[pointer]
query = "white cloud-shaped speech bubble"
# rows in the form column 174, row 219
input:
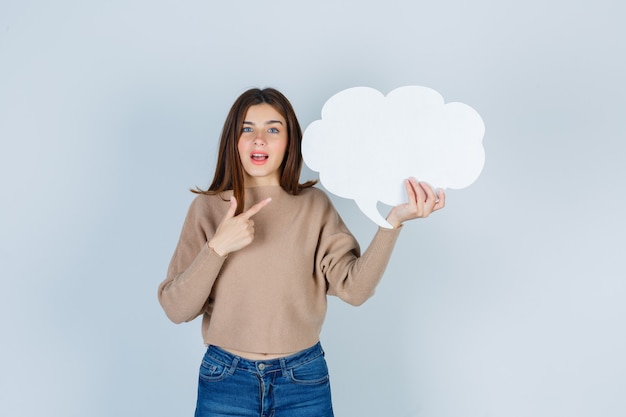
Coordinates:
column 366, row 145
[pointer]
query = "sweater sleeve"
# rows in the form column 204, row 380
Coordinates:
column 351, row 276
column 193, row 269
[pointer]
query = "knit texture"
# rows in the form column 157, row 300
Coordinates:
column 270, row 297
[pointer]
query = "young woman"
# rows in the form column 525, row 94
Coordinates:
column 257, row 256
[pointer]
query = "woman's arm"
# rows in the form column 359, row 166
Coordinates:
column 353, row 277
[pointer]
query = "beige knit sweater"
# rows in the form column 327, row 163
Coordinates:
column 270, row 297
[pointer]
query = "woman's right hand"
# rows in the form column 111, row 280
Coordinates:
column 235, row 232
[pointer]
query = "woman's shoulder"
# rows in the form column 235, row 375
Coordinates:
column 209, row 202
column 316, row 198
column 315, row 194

* * *

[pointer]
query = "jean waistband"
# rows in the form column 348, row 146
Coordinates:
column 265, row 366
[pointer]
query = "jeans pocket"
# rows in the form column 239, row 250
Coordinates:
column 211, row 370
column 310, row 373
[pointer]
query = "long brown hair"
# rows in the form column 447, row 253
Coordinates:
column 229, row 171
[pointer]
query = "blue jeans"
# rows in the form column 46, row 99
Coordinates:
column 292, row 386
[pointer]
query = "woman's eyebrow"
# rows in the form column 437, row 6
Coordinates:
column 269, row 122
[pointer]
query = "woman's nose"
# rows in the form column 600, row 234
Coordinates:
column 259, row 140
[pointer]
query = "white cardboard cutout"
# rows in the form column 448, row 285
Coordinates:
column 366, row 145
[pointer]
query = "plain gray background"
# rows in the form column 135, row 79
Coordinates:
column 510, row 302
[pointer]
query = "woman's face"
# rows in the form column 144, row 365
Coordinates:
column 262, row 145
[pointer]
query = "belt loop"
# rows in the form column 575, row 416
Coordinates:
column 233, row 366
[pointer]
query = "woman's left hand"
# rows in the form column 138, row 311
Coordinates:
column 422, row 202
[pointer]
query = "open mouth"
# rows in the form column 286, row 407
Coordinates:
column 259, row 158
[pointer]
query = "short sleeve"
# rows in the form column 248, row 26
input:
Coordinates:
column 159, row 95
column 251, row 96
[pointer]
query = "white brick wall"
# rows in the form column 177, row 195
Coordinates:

Task prompt: Collect every line of the material above that contains the string "hand", and copy each one in full. Case counts.

Answer to this problem:
query = "woman's right hand"
query = "woman's left hand"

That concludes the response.